• [ФРАГМЕНТ ИСТОЧНИКА]:
:::::

Это становится началом душевного выздоровления человека. Медленно, с трудом, но отказывается он от того, что идёт против совести. Простая и ясная мысль начинает направлять его: сознание неизбежного ответа на каком-то неведомом Суде: «У него возникло такое ощущение, будто кто-то незримый и неведомый ему, …каждодневно устраивает проверку каждому его поступку и мысли с тем, чтобы однажды спросить с него каким-то своим, особым спросом. И впервые в жизни Лашкова обожгла простая до жути мысль: “И ведь ответишь, Андрей, свет Васильев сын, за всё ответишь!”» (293).

Не только некий тёмный «Один» ощущается людьми, но и Тот, Кто может помочь в безнадёжности страха перед темной силой. И Василий Лашков, живший с ощущением «Одного», умирает с именем Господа:

«…Он рухнул на подоконник, и, наверное, только земля слышала его последний хрип:

— Господи-и-и…» (367).

Да, многие живут в страхе безнадёжности перед непобедимостью зла, но всякий раз получают укрепление и радость духовную, когда хоть на малое мгновение начинают жить по правде, а не по корысти. Вот, например, рассказ женщины, прошедшей тяжкие испытания жизненные, об одном внешне неприметном событии, случившемся с нею в тюрьме:

«Принёс мне как-то Назарка в рабочую зону яиц крашеных десяток, — под Пасху дело было. Пасха Пасхой, а есть хочется. Раздала товаркам по яичку, одно себе оставила. Улучила вольную минутку, села в тенёчке, только за подарочек взялась, гляжу — уставилась на меня доходяга одна, смотрит, а у самой скулы сводит от жадности. Загорелась у меня тогда душа от злости: собственной крохи съесть не дадут. “На, — говорю, — падла, подавись ты яйцом этим, туды твою мать!” Схватила она яйцо — и в сторону, а у меня на сердце вдруг легко сделалось, так тихо, словно родилась заново, — кругом птахи поют, листочки пахнут, солнышко прямо в тебя светит. Дошло тогда до меня: вот она — награда Божья! А то раньше, бывало, дам нищему пятачок, а себе на рупь жду, как в лотерее. С тех пор и поверила, в церковь хожу. Вот завтрева иду… Казанскую Божью Матерь справляют» (448).

А вот как одолевается страх: участием в соборной молитве. Дочь Петра Лашкова, Антонина почти случайно оказалась в храме — и как бы именно о ней сказал священник, обращаясь к пастве:

« — …Незваным открыта Его благодать, к незваным сегодня Его любовь и расположение…

Дурнота кружила Антонине голову, но едва только хор на клиросе затянул “Верую” и она, вместе со всеми, подхватила молитву как словно открылось новое дыхание: ощущение слитности, единства с теми, кто стоял рядом, подхватило её и заполнило ей душу упоением и неизъяснимым покоем. Все страхи и сомнения, какими терзалась Антонина, отодвинулись от неё куда-то за пределы видимого ею мира. В эту минуту она казалась самой себе бесконечной и неуязвимой для всех бед и несчастий, которые грозили или могли грозить ей и её близким. “Чего нам бояться-то, Господи! — закипали в ней благостные слёзы. — Кто нам чего сделает?”» (450).

:::::

• [СОХРАНЁННЫЕ СТРОКИ]:
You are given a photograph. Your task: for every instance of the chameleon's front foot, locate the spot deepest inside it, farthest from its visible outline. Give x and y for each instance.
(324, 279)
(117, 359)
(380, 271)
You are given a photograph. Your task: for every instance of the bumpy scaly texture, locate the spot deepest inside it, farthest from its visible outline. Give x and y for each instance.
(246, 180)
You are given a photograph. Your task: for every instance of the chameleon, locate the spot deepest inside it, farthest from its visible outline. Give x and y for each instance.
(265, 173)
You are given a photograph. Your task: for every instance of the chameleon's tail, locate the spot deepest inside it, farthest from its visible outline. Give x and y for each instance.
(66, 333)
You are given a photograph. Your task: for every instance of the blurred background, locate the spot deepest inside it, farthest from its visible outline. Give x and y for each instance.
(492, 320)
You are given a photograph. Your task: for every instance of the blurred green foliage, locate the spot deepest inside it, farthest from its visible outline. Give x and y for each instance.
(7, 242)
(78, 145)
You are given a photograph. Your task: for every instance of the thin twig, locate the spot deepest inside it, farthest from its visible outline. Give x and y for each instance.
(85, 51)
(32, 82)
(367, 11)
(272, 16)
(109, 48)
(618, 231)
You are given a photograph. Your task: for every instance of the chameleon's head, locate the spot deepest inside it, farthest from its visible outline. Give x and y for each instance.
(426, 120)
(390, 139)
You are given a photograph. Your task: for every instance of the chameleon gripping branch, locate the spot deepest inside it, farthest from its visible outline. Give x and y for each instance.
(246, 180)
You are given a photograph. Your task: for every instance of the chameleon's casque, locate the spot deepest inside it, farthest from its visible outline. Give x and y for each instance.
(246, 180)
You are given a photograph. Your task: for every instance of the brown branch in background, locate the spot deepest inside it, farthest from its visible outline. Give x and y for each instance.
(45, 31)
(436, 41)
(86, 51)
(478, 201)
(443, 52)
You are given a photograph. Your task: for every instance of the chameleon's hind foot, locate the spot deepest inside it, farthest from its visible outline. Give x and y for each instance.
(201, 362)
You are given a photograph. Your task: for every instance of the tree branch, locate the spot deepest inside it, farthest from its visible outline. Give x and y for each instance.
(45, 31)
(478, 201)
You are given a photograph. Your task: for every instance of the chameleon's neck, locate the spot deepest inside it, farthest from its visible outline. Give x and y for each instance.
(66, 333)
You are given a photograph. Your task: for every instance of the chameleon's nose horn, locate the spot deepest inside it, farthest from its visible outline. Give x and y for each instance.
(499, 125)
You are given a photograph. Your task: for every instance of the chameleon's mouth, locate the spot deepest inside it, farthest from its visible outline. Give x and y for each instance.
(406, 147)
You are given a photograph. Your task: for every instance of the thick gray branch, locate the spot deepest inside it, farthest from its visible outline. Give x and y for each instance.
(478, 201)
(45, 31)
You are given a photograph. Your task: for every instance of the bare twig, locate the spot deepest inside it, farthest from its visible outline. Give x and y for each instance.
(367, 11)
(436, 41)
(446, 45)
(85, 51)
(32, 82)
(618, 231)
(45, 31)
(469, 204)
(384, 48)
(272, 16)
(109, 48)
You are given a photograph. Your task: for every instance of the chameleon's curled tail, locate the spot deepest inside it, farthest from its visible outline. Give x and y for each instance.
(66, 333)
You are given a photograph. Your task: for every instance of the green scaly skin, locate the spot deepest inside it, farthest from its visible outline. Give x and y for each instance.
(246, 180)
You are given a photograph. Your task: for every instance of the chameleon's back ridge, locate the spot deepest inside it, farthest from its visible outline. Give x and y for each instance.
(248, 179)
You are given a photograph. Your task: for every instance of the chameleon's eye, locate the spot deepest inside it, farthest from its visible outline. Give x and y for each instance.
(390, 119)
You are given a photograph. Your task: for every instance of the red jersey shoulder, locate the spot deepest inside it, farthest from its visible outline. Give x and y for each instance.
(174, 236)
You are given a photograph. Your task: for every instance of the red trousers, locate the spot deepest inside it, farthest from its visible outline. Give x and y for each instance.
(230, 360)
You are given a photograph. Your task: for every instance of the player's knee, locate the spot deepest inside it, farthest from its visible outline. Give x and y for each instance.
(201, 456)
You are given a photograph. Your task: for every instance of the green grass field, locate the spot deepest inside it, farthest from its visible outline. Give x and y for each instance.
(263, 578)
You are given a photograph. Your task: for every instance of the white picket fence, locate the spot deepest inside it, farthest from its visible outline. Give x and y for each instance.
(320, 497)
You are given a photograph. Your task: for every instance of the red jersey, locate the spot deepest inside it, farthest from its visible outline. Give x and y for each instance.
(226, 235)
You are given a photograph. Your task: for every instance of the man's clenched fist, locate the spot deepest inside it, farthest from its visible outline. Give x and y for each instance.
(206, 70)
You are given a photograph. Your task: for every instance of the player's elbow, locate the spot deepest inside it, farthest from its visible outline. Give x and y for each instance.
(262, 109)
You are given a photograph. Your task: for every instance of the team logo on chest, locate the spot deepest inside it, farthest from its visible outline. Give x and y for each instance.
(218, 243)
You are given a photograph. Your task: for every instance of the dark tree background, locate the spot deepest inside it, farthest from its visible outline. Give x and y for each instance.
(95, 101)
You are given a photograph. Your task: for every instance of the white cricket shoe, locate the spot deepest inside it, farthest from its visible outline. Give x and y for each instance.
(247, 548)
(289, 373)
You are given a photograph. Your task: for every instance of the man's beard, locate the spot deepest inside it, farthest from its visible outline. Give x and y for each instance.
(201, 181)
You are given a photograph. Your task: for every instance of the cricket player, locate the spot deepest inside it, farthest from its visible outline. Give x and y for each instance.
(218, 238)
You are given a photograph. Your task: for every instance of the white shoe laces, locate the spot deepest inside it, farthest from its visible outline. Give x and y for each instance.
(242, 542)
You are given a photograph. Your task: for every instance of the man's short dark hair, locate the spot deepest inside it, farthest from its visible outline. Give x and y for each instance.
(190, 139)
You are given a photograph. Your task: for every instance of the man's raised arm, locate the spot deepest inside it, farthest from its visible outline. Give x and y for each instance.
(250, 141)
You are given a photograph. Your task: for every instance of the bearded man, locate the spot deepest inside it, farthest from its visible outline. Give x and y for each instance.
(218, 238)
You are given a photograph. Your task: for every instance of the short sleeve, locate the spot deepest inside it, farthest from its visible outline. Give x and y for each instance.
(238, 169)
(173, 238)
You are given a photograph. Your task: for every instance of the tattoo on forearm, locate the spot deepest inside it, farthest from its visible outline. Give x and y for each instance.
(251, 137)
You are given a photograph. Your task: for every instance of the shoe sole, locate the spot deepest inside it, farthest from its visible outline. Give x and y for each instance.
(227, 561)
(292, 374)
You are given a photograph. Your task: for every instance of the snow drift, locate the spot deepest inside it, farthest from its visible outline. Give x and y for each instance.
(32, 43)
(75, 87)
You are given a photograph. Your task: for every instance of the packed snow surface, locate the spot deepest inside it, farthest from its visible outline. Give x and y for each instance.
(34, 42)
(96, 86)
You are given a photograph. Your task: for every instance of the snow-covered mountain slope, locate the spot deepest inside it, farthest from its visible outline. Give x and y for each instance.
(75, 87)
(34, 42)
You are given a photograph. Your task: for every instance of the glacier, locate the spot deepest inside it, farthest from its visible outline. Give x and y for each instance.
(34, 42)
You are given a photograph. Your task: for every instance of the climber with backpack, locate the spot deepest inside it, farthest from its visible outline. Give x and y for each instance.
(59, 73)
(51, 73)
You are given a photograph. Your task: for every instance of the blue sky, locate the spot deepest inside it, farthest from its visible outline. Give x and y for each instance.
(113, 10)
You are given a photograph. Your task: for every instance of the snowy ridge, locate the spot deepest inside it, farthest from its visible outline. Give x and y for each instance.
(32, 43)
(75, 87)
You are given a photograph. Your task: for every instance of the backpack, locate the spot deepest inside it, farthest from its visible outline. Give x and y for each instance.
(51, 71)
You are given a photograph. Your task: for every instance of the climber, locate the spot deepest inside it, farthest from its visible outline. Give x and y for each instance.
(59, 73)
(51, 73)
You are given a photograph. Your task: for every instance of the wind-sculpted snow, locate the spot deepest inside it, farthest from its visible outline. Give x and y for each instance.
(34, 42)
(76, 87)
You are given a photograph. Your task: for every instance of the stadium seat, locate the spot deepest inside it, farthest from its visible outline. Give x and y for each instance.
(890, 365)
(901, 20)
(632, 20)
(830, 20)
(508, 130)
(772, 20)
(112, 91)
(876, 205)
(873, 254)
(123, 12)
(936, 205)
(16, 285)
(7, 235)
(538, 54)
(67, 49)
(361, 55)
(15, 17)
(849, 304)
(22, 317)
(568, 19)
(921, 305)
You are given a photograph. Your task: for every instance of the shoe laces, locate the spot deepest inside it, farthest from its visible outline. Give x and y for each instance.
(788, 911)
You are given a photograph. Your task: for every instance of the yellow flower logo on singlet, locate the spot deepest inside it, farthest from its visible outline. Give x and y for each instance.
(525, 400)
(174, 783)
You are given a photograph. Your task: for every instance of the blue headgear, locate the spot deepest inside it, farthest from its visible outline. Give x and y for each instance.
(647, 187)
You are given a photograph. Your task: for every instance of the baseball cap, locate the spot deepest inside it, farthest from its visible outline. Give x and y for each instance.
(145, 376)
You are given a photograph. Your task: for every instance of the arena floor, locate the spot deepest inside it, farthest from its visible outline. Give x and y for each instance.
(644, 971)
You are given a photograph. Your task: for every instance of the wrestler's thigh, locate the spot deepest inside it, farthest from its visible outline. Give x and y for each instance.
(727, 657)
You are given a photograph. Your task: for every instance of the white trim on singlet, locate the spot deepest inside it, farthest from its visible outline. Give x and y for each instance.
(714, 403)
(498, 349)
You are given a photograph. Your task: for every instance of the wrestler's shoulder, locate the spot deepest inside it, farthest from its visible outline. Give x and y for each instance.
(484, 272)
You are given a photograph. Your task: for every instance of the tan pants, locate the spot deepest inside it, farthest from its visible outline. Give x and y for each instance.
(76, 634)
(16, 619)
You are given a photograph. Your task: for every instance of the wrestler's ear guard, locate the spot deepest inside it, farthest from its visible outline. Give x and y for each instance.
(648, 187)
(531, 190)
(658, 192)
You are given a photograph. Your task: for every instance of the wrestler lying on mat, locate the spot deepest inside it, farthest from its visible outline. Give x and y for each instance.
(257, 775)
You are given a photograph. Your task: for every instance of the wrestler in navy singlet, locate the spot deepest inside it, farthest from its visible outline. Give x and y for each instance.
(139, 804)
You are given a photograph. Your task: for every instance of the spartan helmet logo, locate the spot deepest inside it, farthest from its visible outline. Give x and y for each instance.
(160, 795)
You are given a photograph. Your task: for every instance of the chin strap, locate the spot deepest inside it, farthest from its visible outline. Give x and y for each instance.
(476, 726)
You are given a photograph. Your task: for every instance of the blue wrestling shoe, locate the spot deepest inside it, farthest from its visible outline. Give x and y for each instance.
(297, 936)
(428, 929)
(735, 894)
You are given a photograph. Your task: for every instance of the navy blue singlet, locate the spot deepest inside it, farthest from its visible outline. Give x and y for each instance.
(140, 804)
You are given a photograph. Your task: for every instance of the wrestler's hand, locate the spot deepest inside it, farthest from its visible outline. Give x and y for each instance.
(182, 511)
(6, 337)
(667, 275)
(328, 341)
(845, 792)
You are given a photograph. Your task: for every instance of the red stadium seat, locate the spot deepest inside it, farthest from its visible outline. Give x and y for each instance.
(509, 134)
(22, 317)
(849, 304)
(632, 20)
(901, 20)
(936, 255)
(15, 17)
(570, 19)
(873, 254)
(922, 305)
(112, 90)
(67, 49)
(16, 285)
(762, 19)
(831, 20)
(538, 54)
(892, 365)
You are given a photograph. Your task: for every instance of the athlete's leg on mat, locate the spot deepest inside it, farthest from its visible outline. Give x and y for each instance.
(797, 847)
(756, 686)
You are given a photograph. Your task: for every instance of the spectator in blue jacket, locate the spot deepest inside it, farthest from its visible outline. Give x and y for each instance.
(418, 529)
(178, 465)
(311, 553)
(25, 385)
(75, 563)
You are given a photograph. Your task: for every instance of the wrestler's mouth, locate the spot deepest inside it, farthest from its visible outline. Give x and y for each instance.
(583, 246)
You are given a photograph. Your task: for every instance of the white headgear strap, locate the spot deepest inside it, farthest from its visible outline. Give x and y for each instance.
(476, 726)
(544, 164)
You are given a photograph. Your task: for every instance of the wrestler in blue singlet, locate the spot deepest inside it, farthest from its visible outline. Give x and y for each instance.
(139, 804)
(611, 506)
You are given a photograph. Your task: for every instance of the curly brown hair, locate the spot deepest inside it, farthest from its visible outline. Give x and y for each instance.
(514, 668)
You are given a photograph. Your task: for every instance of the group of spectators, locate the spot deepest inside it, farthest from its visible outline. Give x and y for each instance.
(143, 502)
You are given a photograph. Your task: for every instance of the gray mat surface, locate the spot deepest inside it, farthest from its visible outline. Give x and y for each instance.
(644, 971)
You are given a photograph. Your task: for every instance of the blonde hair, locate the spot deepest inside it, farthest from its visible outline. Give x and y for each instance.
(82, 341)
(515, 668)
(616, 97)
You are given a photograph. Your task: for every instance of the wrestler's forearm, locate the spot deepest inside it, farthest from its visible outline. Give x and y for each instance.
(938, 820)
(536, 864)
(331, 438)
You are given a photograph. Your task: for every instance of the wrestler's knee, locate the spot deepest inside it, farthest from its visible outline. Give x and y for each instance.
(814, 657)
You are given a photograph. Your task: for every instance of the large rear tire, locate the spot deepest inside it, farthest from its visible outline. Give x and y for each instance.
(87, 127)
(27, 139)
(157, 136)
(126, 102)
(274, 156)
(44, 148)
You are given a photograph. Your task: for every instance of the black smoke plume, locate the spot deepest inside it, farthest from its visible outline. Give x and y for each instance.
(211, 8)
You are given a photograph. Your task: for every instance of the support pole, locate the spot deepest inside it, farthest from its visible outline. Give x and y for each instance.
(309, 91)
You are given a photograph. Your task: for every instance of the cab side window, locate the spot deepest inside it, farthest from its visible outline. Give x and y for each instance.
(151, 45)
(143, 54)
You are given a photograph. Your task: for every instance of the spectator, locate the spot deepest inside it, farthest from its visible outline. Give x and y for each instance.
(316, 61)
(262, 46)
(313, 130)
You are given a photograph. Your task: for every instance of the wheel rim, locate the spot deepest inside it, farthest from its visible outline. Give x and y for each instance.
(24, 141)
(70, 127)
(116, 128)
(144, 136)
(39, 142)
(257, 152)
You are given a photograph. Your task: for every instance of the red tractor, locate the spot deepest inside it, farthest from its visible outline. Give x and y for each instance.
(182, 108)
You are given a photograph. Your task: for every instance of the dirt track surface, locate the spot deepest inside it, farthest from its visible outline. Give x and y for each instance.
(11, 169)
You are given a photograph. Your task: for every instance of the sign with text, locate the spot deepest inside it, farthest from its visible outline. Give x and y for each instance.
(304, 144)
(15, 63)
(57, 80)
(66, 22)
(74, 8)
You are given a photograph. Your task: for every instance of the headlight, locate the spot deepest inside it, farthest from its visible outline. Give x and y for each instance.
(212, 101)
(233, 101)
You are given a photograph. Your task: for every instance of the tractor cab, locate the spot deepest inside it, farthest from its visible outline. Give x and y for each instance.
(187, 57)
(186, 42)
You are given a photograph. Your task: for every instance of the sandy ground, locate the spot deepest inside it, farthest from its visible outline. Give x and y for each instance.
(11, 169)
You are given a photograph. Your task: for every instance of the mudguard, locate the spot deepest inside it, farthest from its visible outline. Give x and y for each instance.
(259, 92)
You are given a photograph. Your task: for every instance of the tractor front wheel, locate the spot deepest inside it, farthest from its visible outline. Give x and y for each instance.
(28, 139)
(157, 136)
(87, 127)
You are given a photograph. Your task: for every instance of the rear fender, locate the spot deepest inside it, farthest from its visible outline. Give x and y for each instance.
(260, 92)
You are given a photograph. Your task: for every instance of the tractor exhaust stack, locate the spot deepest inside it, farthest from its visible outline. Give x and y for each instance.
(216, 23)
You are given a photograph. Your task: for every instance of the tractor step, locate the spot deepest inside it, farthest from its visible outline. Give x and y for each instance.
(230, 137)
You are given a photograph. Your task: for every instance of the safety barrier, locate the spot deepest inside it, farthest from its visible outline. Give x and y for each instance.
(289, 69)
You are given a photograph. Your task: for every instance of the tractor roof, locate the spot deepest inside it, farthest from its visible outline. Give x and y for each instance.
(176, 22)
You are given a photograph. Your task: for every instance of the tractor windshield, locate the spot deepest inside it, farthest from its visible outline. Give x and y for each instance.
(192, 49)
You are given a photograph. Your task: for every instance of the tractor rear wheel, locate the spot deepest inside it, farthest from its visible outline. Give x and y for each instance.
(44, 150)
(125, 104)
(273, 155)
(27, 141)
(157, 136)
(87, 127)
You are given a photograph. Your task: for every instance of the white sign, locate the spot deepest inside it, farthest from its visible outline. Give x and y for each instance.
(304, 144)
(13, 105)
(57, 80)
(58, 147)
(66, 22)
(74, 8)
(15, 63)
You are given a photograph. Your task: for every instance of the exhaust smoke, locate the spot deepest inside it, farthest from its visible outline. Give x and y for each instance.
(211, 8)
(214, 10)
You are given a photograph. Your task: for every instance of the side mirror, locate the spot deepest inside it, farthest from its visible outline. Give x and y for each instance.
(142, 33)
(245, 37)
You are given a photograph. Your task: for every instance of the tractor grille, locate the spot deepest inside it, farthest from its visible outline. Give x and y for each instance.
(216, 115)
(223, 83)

:::::

• [ПИСЬМЕННОЕ ЗАДАНИЕ]:
Пожалуйста, объясните по фрагменту источника, почему женщина из рассказа о случае в тюрьме после истории с пасхальным яйцом поверила и стала ходить в церковь. Уложитесь в одно–три предложения.

• [РЕШЕНИЕ НИЖЕ]:
Отдав, хоть и со злостью, последнее крашеное яйцо доходяге, она вдруг почувствовала на сердце лёгкость и тишину, словно родилась заново. Это она поняла как награду Божью, непохожую на её прежний расчёт получить за пятачок нищему рубль, и с тех пор поверила.